* BEGIN DOCUMENT PASSAGE *

Congressional Research Service (CRS) Reports and Issue Briefs

| June 01, 2011 | Wasem, Ruth Ellen | COPYRIGHT 2002 Congressional Research Service (CRS) Reports and Issue Briefs. (Hide copyright information)Copyright

Summary

Foreign nationals seeking asylum must demonstrate a well-founded fear that if returned home, they will be persecuted based upon one of five characteristics: race, religion, nationality, membership in a particular social group, or political opinion. Foreign nationals arriving or present in the United States may apply for asylum affirmatively with the United States Citizenship and Immigration Services (USCIS) in the Department of Homeland Security after arrival into the country, or they may seek asylum defensively before a Department of Justice Executive Office for Immigration Review (EOIR) immigration judge during removal proceedings.

* END DOCUMENT PASSAGE *
* BEGIN RAW RECORDS *

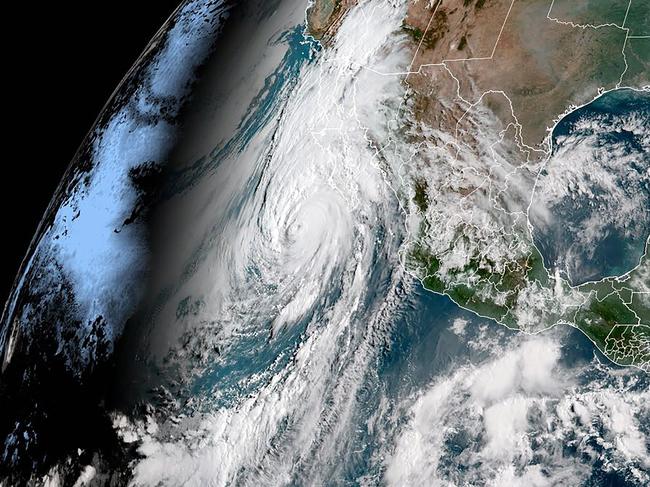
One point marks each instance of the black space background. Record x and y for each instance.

* END RAW RECORDS *
* BEGIN RAW RECORDS *

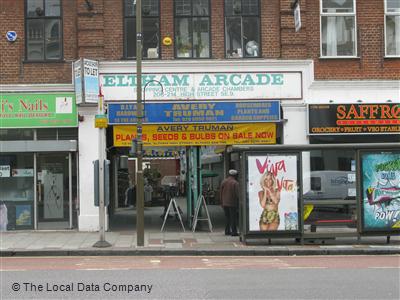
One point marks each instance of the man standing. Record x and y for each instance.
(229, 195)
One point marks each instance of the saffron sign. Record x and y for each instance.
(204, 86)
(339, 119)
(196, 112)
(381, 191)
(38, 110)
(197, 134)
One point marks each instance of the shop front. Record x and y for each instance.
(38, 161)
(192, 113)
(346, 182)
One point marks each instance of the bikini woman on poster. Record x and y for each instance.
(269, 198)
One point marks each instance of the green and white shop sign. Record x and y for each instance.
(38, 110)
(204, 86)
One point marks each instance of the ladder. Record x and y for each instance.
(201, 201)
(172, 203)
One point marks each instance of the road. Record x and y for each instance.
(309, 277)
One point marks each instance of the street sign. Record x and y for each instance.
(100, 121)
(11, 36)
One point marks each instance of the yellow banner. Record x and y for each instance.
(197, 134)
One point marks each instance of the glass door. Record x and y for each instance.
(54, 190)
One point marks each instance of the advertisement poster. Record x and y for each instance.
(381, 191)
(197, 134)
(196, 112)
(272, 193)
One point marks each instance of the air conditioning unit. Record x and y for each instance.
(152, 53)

* END RAW RECORDS *
* BEGIN RAW RECORDS *

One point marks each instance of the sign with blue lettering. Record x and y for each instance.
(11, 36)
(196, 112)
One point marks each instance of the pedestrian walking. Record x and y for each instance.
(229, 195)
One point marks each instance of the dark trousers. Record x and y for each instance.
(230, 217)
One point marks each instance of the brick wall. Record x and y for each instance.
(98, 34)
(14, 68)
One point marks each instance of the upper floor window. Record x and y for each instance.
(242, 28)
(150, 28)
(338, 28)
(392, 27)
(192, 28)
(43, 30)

* END RAW RECORDS *

ACTIONS TO TAKE –
**A.** Translate this sentence from the asylum report summary into Spanish: "Foreign nationals seeking asylum must demonstrate a well-founded fear that if returned home, they will be persecuted based upon one of five characteristics: race, religion, nationality, membership in a particular social group, or political opinion."
**B.** Pick up the asylum report summary after its last sentence and carry it forward.
The material comes from a separate source.

SET OF ANSWERS –
**A.** Los extranjeros que solicitan asilo deben demostrar un temor fundado de que, si son devueltos a su país, serán perseguidos por una de cinco características: raza, religión, nacionalidad, pertenencia a un determinado grupo social u opinión política.

**B.**
Asylum claims ebbed and flowed in the 1980s and peaked in FY1996. Since FY997, affirmative asylum cases decreased by 79% and defensive asylum claims dropped by 53% by FY2009. Asylum seekers from the People's Republic of China (PRC) dominated both the affirmative and defensive asylum caseload in FY2009. Five of the top 10 source countries of asylum seekers were Western Hemisphere nations in FY2009: Haiti, Mexico, Guatemala, El Salvador, and Colombia. Ethiopia was the only African nation that was a top source country for asylum seekers in FY2009. Despite the general decrease in asylum cases since the enactment of the Illegal Immigrant Reform and Immigrant Responsibility Act (IIRIRA ) in 1996, data analysis of six selected countries (the PRC, Colombia, El Salvador, Ethiopia, Haiti, and Mexico) suggests that conditions in the source countries are likely the driving force behind asylum seekers.

Roughly 30% of all asylum cases that worked through USCIS and EOIR in recent years have been approved. Affirmative asylum cases approved by USCIS more than doubled from 13,532 in FY1996 to 31,202 in FY2002, and then fell to the lowest point over the 14-year period--9,614--in FY2009. The number of defensive asylum cases that EOIR judges have approved has risen by 99% from FY1996 through FY2009. The PRC led in the number of asylum cases approved by USCIS and EOIR over the decade of FY2000-FY2009.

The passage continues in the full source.